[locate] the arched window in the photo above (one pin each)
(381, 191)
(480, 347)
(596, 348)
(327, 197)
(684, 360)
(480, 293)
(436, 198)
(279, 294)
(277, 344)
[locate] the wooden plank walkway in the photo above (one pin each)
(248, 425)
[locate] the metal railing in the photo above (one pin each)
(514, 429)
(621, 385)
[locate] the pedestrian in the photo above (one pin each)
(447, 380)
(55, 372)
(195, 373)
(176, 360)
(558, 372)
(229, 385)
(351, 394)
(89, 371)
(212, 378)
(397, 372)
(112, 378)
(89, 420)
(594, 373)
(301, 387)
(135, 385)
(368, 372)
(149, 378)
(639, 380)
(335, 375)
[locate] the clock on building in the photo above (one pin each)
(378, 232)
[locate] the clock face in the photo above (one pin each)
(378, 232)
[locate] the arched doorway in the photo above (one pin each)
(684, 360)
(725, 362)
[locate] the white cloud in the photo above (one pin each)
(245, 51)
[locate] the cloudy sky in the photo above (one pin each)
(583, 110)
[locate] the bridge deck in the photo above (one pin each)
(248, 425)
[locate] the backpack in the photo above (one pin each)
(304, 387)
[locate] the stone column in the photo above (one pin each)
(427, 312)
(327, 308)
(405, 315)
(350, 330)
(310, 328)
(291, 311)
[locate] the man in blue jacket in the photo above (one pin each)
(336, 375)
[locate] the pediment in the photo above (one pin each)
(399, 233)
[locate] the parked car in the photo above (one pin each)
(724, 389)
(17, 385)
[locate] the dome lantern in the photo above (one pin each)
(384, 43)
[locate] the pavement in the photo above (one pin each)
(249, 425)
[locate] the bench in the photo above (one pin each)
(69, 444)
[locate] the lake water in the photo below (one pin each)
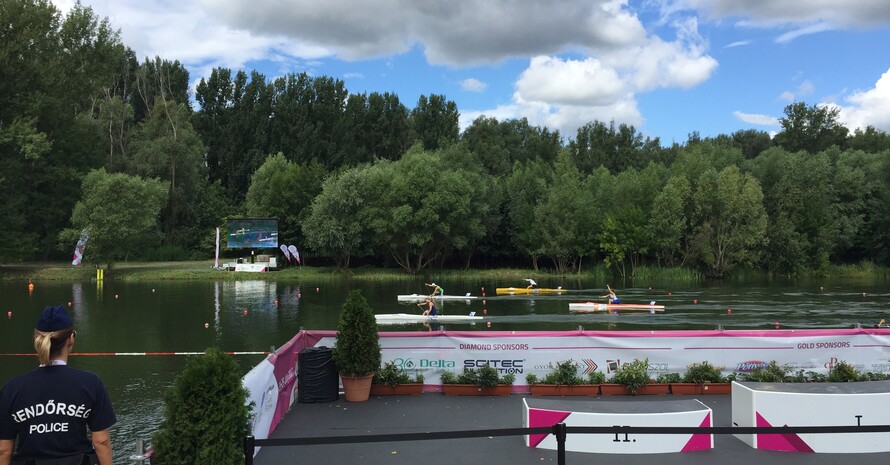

* **STATED GOAL**
Show every line in the records above that contains the string "arched". Case counts.

* **SOLUTION BELOW**
[locate] the arched window in the photo above (one pin each)
[locate] the arched doorway in the photo above (one pin each)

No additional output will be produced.